--- Begin Document text ---

In English language, the terms "Pannonian Basin" and "Carpathian Basin" are used synonymously. The name "Pannonian" is taken from that of Pannonia, a province of the Roman Empire. The historical province overlapped but was not coterminous with the geographical plain or basin, as only the western part of the territory (known as Transdanubia) of modern Hungary formed part of the ancient Pannonia, while Great Hungarian Plain was not part of it:

In terms of modern state boundaries, the Pannonian Basin centres on the territory of Hungary, which lies entirely within the basin, but it also covers parts of southern Slovakia, southeast Poland, western-southwest Ukraine, western Romania, northern Serbia, northeast Croatia, northeast Slovenia, and eastern Austria.

--- End Document text ---
--- Begin Records provided ---

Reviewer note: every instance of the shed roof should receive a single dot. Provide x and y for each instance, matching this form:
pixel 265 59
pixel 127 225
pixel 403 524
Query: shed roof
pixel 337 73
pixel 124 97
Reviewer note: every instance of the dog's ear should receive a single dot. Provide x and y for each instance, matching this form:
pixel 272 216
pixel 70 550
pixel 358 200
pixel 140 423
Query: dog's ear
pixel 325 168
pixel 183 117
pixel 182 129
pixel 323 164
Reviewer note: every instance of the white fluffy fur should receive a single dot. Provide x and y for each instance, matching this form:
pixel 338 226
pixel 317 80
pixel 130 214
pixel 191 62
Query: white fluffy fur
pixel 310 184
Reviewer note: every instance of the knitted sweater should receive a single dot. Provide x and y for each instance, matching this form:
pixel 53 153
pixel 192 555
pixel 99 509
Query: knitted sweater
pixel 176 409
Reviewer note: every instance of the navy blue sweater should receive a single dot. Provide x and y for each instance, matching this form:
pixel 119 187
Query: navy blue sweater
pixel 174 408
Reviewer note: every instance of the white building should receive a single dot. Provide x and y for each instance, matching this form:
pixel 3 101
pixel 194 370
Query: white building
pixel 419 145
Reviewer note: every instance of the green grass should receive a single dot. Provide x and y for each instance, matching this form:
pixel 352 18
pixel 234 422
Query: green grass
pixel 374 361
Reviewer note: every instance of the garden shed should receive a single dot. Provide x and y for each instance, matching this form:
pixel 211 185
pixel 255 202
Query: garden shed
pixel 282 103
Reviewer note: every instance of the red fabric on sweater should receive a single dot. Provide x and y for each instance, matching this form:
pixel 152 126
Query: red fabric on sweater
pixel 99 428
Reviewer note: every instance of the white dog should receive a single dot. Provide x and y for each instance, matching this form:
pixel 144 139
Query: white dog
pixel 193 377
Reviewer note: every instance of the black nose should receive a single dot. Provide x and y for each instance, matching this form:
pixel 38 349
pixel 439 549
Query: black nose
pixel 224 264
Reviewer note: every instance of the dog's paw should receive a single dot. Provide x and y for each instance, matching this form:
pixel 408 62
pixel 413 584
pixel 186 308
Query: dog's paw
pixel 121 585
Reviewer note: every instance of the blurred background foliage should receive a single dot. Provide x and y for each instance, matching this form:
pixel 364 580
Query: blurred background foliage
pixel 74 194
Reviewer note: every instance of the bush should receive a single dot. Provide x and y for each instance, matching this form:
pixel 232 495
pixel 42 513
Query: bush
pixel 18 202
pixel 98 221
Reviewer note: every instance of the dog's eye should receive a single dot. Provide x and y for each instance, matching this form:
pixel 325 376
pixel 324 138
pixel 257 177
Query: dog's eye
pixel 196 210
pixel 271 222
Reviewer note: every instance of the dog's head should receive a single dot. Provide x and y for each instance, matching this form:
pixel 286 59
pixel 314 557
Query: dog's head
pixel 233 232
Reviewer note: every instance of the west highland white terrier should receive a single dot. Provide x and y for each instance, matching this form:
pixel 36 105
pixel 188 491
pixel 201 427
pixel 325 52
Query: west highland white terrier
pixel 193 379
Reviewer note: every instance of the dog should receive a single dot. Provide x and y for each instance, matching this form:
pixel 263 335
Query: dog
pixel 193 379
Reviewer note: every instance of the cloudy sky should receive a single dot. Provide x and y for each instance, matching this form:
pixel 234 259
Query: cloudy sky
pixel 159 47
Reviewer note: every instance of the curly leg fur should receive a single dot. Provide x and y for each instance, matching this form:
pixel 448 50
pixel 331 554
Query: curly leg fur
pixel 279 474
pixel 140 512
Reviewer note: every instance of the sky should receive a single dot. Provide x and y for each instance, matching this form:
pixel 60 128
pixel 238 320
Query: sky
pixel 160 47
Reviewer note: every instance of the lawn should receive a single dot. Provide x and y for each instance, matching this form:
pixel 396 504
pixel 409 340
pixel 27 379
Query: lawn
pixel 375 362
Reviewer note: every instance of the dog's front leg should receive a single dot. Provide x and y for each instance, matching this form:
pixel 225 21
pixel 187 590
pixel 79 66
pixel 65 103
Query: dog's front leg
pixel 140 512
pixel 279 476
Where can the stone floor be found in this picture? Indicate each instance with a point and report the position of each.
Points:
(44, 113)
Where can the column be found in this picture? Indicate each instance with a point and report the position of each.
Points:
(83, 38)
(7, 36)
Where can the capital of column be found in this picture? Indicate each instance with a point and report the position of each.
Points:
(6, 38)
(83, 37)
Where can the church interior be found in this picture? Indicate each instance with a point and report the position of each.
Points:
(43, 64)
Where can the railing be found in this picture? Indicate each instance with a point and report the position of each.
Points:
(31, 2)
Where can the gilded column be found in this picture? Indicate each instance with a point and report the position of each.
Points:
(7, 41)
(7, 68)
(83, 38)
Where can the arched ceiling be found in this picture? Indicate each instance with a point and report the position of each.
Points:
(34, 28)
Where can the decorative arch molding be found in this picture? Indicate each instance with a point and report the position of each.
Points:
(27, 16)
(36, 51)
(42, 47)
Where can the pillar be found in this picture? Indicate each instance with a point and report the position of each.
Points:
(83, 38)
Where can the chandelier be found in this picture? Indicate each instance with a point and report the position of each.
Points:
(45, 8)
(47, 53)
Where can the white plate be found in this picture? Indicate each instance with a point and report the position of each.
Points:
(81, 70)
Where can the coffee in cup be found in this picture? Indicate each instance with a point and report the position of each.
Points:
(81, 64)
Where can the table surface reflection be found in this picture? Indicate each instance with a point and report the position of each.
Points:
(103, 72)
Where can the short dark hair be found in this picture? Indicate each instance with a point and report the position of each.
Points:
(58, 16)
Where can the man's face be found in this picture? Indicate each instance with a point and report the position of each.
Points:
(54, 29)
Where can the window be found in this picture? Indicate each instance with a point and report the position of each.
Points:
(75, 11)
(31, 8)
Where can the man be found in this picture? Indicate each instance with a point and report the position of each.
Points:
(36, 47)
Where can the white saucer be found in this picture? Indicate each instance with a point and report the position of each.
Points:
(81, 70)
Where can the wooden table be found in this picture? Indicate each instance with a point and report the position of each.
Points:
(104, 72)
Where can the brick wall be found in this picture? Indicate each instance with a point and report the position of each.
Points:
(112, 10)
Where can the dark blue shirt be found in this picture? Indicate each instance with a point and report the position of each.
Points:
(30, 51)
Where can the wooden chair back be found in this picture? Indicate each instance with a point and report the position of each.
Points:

--- End Records provided ---

#### Instructions to follow
From the Pannonian Basin text above:
1. Which Roman province gave the Pannonian Basin its name?
2. What is the western part of modern Hungary that belonged to ancient Pannonia called?
3. Which country lies entirely within the basin?

#### Solution for this exercise
1. Pannonia
2. Transdanubia
3. Hungary